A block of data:
'''

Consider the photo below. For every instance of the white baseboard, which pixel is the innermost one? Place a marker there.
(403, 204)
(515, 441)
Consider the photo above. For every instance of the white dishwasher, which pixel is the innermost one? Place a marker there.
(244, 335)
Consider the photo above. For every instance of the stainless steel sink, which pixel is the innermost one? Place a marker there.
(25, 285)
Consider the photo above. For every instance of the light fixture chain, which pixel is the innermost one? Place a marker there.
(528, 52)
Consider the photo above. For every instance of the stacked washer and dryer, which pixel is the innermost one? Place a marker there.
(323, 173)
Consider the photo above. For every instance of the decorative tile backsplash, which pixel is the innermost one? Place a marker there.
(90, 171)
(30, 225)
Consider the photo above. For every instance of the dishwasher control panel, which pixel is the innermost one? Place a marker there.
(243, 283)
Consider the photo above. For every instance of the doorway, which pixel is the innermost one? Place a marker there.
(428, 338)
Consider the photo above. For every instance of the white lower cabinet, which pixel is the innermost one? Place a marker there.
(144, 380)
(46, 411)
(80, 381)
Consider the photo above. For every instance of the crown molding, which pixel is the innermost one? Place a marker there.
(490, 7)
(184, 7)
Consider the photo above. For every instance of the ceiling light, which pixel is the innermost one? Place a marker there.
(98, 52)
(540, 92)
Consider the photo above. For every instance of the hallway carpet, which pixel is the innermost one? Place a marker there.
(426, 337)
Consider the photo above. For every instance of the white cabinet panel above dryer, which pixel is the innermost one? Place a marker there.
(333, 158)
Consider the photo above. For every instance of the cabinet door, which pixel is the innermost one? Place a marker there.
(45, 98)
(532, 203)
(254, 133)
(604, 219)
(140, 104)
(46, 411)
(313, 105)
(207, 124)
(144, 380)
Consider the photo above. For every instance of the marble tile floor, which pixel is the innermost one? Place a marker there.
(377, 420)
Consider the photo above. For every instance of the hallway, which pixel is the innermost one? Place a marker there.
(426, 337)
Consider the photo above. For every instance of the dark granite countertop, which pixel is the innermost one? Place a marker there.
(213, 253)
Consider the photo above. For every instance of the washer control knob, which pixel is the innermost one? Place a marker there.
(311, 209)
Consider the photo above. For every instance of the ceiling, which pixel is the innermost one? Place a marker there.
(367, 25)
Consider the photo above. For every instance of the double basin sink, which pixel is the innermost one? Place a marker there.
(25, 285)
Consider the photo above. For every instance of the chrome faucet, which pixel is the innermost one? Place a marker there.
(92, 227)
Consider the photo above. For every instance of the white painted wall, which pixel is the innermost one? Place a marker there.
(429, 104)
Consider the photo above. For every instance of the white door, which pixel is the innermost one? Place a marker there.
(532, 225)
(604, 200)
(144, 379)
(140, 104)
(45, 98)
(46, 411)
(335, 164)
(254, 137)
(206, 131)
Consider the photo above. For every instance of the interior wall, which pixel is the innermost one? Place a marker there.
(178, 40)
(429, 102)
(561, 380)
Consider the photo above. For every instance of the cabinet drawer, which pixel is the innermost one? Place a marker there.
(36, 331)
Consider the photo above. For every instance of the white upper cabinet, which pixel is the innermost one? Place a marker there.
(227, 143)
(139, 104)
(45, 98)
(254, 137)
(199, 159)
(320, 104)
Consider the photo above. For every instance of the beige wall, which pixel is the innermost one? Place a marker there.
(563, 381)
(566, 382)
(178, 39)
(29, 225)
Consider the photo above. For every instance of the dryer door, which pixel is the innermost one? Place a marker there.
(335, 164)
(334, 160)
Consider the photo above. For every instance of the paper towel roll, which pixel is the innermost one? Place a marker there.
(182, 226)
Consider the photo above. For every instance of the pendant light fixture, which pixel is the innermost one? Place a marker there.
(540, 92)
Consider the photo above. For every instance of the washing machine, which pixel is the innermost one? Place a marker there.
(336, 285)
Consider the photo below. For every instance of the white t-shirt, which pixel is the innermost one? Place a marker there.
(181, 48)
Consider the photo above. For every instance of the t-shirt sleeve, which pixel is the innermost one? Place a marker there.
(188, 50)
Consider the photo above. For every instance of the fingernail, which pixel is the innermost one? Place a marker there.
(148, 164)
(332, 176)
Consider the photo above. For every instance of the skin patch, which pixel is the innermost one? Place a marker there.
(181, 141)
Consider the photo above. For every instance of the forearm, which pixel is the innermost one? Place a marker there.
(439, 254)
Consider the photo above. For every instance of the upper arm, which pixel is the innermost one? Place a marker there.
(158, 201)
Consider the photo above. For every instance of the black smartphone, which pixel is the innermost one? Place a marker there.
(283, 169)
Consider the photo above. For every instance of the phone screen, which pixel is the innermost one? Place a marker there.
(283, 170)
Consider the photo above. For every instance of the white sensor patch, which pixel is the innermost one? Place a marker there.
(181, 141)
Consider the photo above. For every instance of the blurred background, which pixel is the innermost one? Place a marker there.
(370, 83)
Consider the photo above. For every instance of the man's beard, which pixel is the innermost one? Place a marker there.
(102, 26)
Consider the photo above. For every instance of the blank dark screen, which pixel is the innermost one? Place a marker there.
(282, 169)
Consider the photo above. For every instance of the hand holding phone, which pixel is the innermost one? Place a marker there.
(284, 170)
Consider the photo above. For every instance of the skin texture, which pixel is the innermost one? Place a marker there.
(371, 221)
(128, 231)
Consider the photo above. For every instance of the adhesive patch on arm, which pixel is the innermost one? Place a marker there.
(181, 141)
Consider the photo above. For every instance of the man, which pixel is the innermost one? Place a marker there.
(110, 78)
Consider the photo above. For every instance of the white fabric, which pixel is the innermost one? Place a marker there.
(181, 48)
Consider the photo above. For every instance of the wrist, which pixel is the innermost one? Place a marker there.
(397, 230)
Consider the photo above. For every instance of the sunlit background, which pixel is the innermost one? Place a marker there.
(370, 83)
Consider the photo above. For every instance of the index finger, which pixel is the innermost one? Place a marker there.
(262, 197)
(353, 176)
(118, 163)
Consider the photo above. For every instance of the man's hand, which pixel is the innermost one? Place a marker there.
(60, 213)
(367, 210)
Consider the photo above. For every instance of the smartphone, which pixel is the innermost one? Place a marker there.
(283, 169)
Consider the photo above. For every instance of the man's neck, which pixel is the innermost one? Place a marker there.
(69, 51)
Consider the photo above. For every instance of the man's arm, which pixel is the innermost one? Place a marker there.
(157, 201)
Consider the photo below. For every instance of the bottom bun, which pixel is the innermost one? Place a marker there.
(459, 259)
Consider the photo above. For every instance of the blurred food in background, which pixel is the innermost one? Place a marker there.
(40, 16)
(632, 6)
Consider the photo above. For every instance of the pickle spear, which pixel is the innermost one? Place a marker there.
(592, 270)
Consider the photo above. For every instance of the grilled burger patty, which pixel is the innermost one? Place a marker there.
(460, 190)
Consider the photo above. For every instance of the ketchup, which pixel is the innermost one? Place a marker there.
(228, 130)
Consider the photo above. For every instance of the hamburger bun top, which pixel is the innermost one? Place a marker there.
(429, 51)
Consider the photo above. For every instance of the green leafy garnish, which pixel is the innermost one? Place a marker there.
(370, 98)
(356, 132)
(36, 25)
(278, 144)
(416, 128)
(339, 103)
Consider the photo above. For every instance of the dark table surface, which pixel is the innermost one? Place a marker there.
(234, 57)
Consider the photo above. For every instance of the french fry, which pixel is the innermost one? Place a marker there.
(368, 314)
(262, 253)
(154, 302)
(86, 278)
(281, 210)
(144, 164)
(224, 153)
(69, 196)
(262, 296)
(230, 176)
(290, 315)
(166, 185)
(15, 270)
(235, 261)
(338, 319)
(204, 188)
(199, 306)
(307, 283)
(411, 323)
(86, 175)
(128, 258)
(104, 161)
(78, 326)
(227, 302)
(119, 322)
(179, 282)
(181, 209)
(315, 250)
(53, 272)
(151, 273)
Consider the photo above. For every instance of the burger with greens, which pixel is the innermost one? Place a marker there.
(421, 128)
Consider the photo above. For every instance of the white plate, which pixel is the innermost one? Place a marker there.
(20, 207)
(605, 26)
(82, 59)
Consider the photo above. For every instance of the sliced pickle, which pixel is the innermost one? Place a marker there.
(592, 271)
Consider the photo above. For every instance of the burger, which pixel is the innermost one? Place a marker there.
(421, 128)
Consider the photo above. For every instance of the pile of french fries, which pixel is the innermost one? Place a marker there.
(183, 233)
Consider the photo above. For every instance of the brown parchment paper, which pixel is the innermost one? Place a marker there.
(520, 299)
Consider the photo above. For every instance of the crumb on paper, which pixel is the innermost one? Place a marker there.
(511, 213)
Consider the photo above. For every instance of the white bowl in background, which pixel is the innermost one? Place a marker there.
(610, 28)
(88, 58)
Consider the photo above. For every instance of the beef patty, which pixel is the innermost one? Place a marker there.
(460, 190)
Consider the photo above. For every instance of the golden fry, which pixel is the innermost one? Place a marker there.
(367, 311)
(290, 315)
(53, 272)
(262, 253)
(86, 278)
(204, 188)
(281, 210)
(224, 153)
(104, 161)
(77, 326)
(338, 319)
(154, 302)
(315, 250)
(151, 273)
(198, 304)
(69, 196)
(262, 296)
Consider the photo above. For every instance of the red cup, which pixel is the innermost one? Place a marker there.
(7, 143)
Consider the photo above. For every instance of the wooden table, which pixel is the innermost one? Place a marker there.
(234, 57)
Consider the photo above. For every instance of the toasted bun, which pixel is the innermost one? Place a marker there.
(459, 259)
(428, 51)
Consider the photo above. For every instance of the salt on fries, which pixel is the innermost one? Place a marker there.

'''

Rewrite everything from the line containing "Consider the photo above. For every instance of the wooden" down to the end of the data, changing "toasted bun" to "sesame bun" and keeping all other text the same.

> **Task answer**
Consider the photo above. For every instance of the wooden table, which pixel is the innermost one? Place a marker there.
(234, 57)
Consider the photo above. For every instance of the sesame bun, which pixel is the innermost one? Place a marker there.
(459, 259)
(428, 51)
Consider the photo above. For every instance of the salt on fries, which pixel is the innermost one? Place a marker there.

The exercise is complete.